Photo-based referring expression data:

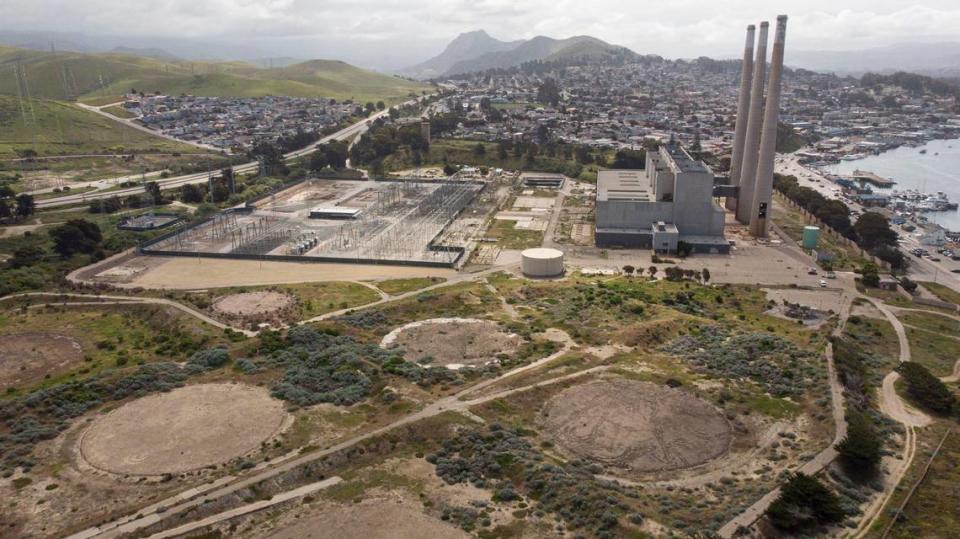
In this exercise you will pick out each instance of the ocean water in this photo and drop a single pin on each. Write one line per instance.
(936, 170)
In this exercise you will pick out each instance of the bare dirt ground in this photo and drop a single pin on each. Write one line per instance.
(185, 429)
(27, 357)
(818, 298)
(188, 273)
(262, 303)
(636, 426)
(372, 518)
(453, 342)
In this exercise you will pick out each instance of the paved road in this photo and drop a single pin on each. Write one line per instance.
(249, 508)
(822, 459)
(200, 177)
(57, 299)
(455, 403)
(920, 269)
(129, 122)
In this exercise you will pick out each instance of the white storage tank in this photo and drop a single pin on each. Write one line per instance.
(542, 262)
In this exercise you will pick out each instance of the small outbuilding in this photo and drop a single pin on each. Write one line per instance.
(542, 262)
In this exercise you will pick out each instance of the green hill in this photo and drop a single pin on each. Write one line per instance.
(95, 76)
(64, 129)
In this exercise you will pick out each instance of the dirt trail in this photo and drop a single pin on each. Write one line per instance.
(821, 459)
(894, 407)
(455, 403)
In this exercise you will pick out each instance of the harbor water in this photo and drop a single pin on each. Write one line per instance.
(932, 167)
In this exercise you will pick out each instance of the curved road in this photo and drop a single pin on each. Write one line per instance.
(200, 177)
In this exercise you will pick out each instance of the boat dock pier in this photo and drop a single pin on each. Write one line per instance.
(870, 177)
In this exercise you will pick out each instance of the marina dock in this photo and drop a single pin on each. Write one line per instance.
(870, 177)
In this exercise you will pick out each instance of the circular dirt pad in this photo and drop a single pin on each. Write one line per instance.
(253, 303)
(185, 429)
(636, 425)
(454, 342)
(27, 357)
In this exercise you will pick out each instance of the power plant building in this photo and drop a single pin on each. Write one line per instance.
(668, 202)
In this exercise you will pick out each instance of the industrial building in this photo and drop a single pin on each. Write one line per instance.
(668, 202)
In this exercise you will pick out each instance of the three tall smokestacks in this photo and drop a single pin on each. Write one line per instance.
(755, 142)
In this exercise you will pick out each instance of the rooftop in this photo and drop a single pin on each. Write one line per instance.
(683, 161)
(623, 185)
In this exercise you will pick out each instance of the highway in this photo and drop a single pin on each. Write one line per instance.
(921, 269)
(200, 177)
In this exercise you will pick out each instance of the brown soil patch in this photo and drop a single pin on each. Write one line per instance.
(185, 429)
(453, 341)
(190, 273)
(368, 519)
(253, 303)
(636, 426)
(27, 357)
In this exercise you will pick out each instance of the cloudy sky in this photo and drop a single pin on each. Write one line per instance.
(394, 33)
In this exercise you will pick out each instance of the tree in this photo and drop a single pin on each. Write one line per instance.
(152, 190)
(229, 179)
(870, 275)
(192, 193)
(548, 92)
(908, 285)
(836, 215)
(926, 389)
(336, 153)
(891, 255)
(874, 231)
(106, 205)
(629, 159)
(804, 501)
(27, 255)
(860, 450)
(25, 205)
(583, 155)
(76, 236)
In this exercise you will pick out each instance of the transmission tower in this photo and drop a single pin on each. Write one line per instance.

## PROBLEM DESCRIPTION
Reproduce every line above exactly as written, omitting the images.

## PROBLEM SOLUTION
In this exercise you will pick out each instance of the ocean water in this photo and drop a single pin on each. Write one line per instance.
(936, 170)
In this exercise you will pick out each instance of the bare dirt ground in this photo and drop a single pin on each. Write one line per instance.
(185, 429)
(27, 357)
(818, 298)
(188, 273)
(262, 303)
(636, 426)
(372, 518)
(453, 342)
In this exercise you will pick out each instance of the paved road in this photo and drop a single pin on each. Write one line per instance.
(249, 508)
(822, 459)
(200, 177)
(57, 299)
(455, 403)
(920, 269)
(129, 122)
In this exercise you will pick out each instance of the white storage tank in this photo and drop a single pin on each. Write one line per instance.
(542, 262)
In this exercise you will pick out each instance of the small outbuilding in this photo and drop a single pin on each. Write one line per instance.
(542, 262)
In this exercise you will pick out each instance of the green hill in this photo and drop a single pin on each. Write one line per instance.
(95, 76)
(64, 129)
In this exercise you will pick out each instance of the dirt trail in this photo and drop a single pin on each. Write one line per instance.
(821, 459)
(894, 407)
(455, 403)
In this exercise you will pick out each instance of the harbor water in this photo and drop a single pin on each. Write one line per instance.
(932, 167)
In this exercise you will pick out each instance of the curved road in this photo and drop a single pin on each. Write one line per instance.
(200, 177)
In this exercise you will pick out each instance of the boat dock pier in this photo and drop a single pin on each. Write one line per instance.
(870, 177)
In this exercise you will pick out each instance of the marina dock in this photo and drop a single pin on each. Write one line per instance.
(870, 177)
In this exercise you will pick out each instance of the circular dirt pad in this photo and drop a single pin on each. Write one line per instance.
(253, 303)
(185, 429)
(636, 425)
(454, 342)
(27, 357)
In this exercise you will pick out each instance of the power plant building in this photo and drop a single pin on each. Write one line per instance.
(668, 202)
In this exercise you will pick out each instance of the industrial building in this photo and drop a single pin on each. Write one line per instance.
(668, 202)
In this exercise you will pick out each instance of the three tall smokestacks in this photo and drop a single pin on each. Write one line per instance.
(755, 142)
In this exercise you will pick out each instance of the rooftop in this photo and drop a single pin on each. Write one line per instance.
(683, 161)
(623, 185)
In this exercise you will pick out each instance of the highway in this photo and drop a single pin on each. Write one line per instance.
(921, 269)
(200, 177)
In this exercise you will pick out each instance of the brown soil patch in this photo and drop a single pin on each. Write one line per instance.
(185, 429)
(453, 341)
(190, 273)
(368, 519)
(253, 303)
(636, 426)
(27, 357)
In this exercise you will pick out each instance of the cloudy sky in this photo and drop a single pin on each. Write one line per instance.
(394, 33)
In this exercise you will pick out each instance of the tree in this photo and drop a single pin on each. Write one line per instance.
(152, 190)
(229, 179)
(870, 275)
(192, 193)
(548, 92)
(908, 285)
(836, 215)
(926, 389)
(336, 153)
(891, 255)
(874, 231)
(106, 205)
(629, 159)
(804, 501)
(27, 255)
(860, 450)
(25, 205)
(583, 155)
(76, 236)
In this exercise you will pick out each instance of the transmission tower in this photo and drop a single pin on each. Write one line per instance.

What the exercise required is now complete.